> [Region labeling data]
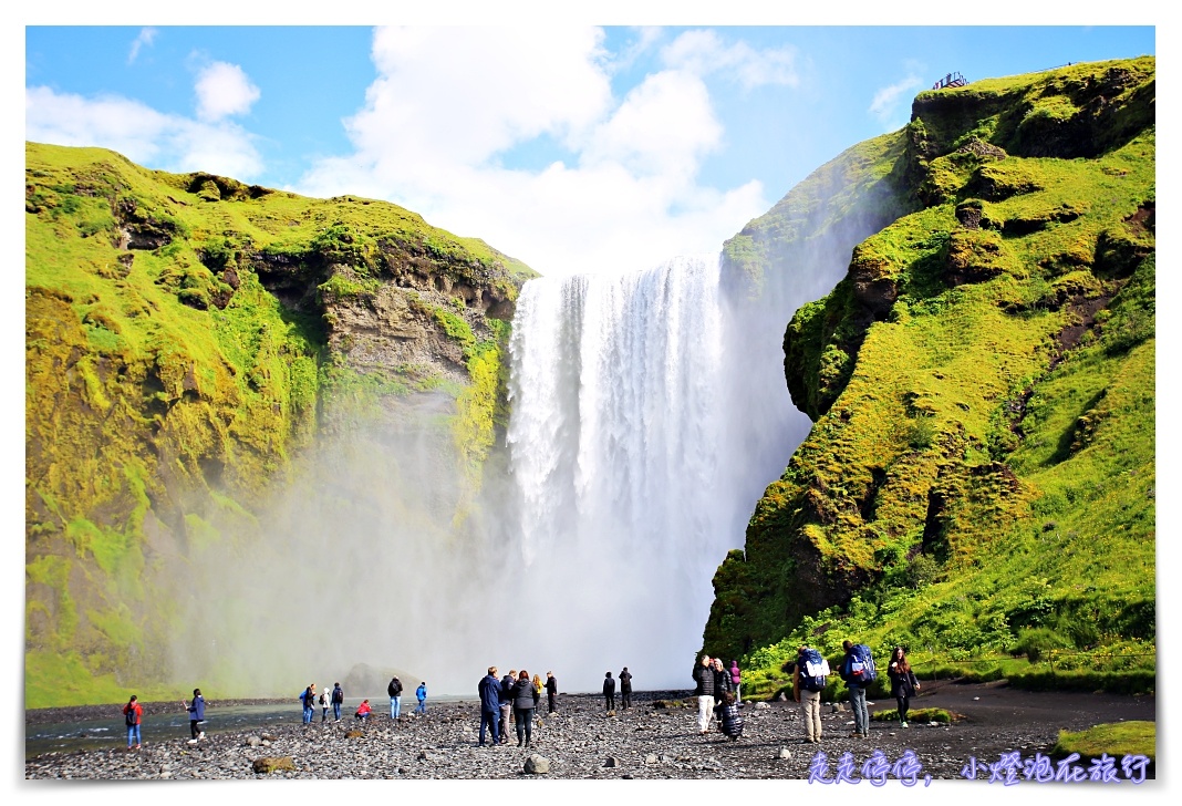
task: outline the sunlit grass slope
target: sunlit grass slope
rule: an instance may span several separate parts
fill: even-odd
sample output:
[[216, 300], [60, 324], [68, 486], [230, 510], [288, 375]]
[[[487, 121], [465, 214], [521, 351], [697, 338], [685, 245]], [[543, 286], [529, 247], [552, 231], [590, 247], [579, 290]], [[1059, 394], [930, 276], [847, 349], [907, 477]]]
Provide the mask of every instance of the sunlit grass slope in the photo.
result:
[[714, 578], [704, 649], [752, 685], [849, 637], [1152, 688], [1154, 82], [1142, 58], [916, 98], [914, 212], [788, 325], [814, 425]]

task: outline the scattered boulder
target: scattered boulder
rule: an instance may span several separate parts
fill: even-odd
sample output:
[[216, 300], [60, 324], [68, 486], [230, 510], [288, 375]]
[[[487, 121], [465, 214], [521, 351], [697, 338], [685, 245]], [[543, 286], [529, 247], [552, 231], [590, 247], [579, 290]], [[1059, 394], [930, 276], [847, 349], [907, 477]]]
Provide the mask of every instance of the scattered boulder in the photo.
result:
[[259, 775], [268, 775], [277, 769], [296, 771], [296, 762], [292, 761], [290, 755], [264, 756], [261, 759], [255, 759], [252, 766], [254, 767], [254, 772]]
[[550, 761], [544, 755], [532, 753], [530, 758], [525, 760], [524, 769], [526, 775], [545, 775], [550, 772]]

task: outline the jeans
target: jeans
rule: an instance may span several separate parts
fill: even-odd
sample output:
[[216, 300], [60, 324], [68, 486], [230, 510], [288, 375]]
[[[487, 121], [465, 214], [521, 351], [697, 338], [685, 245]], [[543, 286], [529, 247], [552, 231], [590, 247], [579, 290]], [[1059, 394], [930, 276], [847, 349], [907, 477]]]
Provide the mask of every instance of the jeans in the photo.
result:
[[521, 732], [525, 732], [525, 743], [526, 747], [530, 746], [530, 734], [533, 728], [533, 709], [532, 708], [514, 708], [513, 714], [517, 716], [518, 721], [518, 745], [521, 743]]
[[805, 737], [820, 741], [820, 691], [800, 689], [800, 710], [805, 717]]
[[853, 708], [853, 728], [863, 736], [870, 735], [870, 711], [866, 710], [866, 690], [860, 685], [850, 687], [850, 706]]
[[480, 743], [485, 743], [485, 727], [491, 727], [493, 730], [493, 743], [495, 745], [501, 735], [501, 709], [496, 710], [485, 710], [480, 709]]
[[714, 708], [714, 697], [709, 694], [697, 698], [697, 729], [706, 733], [710, 729], [710, 710]]

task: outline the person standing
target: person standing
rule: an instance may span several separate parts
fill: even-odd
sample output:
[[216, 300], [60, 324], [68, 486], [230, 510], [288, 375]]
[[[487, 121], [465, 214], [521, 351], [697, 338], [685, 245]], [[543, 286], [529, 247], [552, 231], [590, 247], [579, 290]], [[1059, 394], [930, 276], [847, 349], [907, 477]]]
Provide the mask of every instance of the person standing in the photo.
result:
[[739, 674], [739, 662], [730, 662], [730, 690], [735, 693], [735, 704], [742, 704], [742, 695], [739, 693], [739, 683], [742, 682], [742, 675]]
[[865, 644], [842, 642], [845, 657], [838, 674], [850, 689], [850, 707], [853, 709], [853, 733], [850, 737], [870, 739], [870, 711], [866, 708], [866, 687], [873, 682], [873, 658]]
[[485, 729], [492, 728], [493, 745], [500, 741], [501, 681], [496, 680], [496, 667], [488, 667], [488, 674], [476, 683], [480, 695], [480, 747], [485, 746]]
[[416, 714], [427, 713], [427, 681], [422, 681], [418, 688], [415, 689], [415, 696], [418, 698], [418, 707], [415, 708]]
[[333, 720], [340, 721], [340, 706], [345, 702], [345, 691], [340, 688], [340, 683], [336, 683], [332, 687], [332, 716]]
[[533, 703], [534, 688], [530, 682], [530, 672], [525, 669], [518, 675], [517, 683], [513, 684], [513, 716], [517, 719], [518, 747], [521, 747], [522, 735], [525, 746], [530, 747], [533, 734]]
[[825, 675], [829, 662], [820, 652], [810, 648], [797, 649], [797, 668], [792, 672], [792, 698], [800, 703], [805, 717], [805, 741], [816, 745], [820, 741], [820, 693], [825, 688]]
[[554, 707], [554, 702], [558, 698], [558, 680], [554, 677], [554, 672], [546, 672], [546, 704], [550, 707], [547, 714], [557, 714], [558, 709]]
[[501, 745], [508, 745], [509, 722], [513, 714], [513, 687], [517, 685], [517, 669], [501, 677]]
[[710, 728], [710, 711], [714, 708], [714, 670], [710, 668], [709, 655], [703, 655], [694, 667], [694, 696], [697, 697], [697, 733], [706, 734]]
[[144, 709], [139, 704], [139, 697], [131, 695], [128, 704], [123, 707], [123, 721], [128, 726], [128, 749], [132, 748], [131, 740], [135, 739], [135, 749], [139, 749], [139, 722], [143, 720]]
[[390, 719], [396, 720], [402, 716], [402, 681], [397, 676], [391, 677], [385, 693], [390, 696]]
[[616, 678], [609, 671], [603, 678], [603, 698], [608, 710], [616, 710]]
[[911, 706], [911, 697], [920, 690], [920, 681], [911, 671], [911, 664], [907, 662], [907, 652], [902, 646], [896, 646], [891, 651], [886, 676], [890, 677], [890, 694], [898, 703], [898, 724], [905, 728], [907, 711]]
[[182, 700], [181, 704], [189, 711], [189, 733], [193, 735], [189, 743], [196, 745], [199, 739], [206, 737], [206, 732], [197, 729], [206, 721], [206, 698], [201, 696], [201, 689], [193, 689], [193, 700]]
[[632, 707], [632, 672], [628, 667], [619, 671], [619, 704], [623, 708]]

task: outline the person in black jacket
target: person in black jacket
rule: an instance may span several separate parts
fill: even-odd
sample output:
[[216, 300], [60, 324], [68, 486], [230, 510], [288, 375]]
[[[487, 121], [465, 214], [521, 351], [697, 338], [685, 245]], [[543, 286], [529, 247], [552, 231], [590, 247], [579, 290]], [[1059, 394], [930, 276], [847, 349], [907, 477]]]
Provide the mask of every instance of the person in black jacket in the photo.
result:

> [Task requirements]
List the data lines that start with the line containing "task: outline the scattered boulder" and end with the line containing "767], [254, 772]]" as a numbered list, both end lines included and blank lines omitted.

> [Exercise result]
1. task: outline the scattered boulder
2. target: scattered boulder
3. rule: an instance may span several separate parts
4. fill: even-odd
5. sample output:
6. [[216, 300], [60, 324], [68, 486], [230, 510], [288, 375]]
7. [[[487, 121], [465, 214], [521, 351], [697, 338], [685, 245]], [[543, 286], [529, 247], [552, 231], [590, 247], [579, 290]], [[1059, 394], [930, 276], [847, 349], [907, 477]]]
8. Provide the mask of every instance of the scattered boulder in the photo.
9. result:
10. [[259, 775], [268, 775], [277, 769], [296, 771], [296, 762], [292, 761], [290, 755], [264, 756], [261, 759], [255, 759], [252, 766], [254, 767], [254, 772]]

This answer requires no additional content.